Celery…. Really????

I mean who actually dives towards the crudité platter for sticks of celery? Plain and misunderstood, many people find it….ummm….boring bunny food. [Though celery sticks are useful transport vehicles for big scoops of dip or dressing, I suppose.]

Typically a background player, celery is a delicious flavoring for soups and a definite for stuffing the Thanksgiving bird, but hardly ever does it take center stage. It’s mostly humble and there when you need it, or else quietly going limp in the bottom of the veggie drawer.

Well guess what? Celery is anything but a benign flavoring agent or boring bunny food! It’s a rock star vegetable that’s loaded with nutrition and health benefits. First off, it’s about 95% water, which makes it an excellent food when one doesn’t drink adequate fluids. It’s a source of natural sodium; 1 stalk has about 35mg, balanced out by approximately 3 times the amount of sodium’s mineral partner, potassium. This is good—the intra/extra cellular water stays where it’s supposed to.

> To do:
Extend the celery piece, picking up right after its last sentence. The items that come next have nothing to do with this and can be passed over.

> Data excerpts:
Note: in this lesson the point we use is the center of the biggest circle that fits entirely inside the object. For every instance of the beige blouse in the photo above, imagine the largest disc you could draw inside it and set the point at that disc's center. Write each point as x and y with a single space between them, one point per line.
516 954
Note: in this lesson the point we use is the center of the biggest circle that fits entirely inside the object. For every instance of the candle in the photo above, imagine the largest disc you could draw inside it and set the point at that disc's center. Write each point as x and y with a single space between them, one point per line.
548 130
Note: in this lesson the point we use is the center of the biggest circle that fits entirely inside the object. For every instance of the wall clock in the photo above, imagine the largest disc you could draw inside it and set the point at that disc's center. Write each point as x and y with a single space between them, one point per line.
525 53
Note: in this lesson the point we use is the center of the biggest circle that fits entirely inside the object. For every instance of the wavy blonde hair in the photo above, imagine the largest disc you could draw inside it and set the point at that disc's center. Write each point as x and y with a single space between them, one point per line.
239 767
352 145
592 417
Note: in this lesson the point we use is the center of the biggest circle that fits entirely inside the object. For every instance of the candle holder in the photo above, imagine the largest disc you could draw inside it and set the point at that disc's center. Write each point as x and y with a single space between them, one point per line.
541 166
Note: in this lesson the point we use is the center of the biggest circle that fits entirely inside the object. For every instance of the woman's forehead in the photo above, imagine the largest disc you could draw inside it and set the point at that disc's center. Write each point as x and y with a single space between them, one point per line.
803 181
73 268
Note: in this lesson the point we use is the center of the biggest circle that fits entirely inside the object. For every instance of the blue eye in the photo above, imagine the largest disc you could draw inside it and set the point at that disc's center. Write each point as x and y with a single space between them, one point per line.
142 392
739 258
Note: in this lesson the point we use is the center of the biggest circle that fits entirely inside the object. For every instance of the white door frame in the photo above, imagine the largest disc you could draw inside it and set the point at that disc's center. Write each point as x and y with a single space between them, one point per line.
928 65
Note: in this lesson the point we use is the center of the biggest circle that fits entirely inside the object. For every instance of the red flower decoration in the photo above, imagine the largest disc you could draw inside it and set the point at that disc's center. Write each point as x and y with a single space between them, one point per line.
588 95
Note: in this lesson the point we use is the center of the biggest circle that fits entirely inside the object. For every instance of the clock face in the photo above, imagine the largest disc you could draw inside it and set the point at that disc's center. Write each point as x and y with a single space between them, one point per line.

> Written answer:
Excellent vitamin K, vitamin C [highest in the leaves], and folate levels in celery provide crucial nutrients for bone and cardiovascular health. Celery contains a plethora of antioxidant and anti-inflammatory phytochemicals as well. Two standouts are apigenin, also high in parsley, which helps protect DNA from oxidative stress and has been found in studies to protect against UV radiation. Luteolin, a flavonoid also found in parsley, functions as an antioxidant and reduces inflammation by decreasing NFkB signaling. This makes celery a good ally to soothe nagging aches and pains.

Celery is full of vitamins and minerals, non-starchy fiber, water, antioxidants and anti-inflammatory compounds. What’s not to love?

I got to thinking about ways I might give this vegetable a flavorful makeover, give it a little razzle dazzle that might make someone want to include celery beyond the crudité platter.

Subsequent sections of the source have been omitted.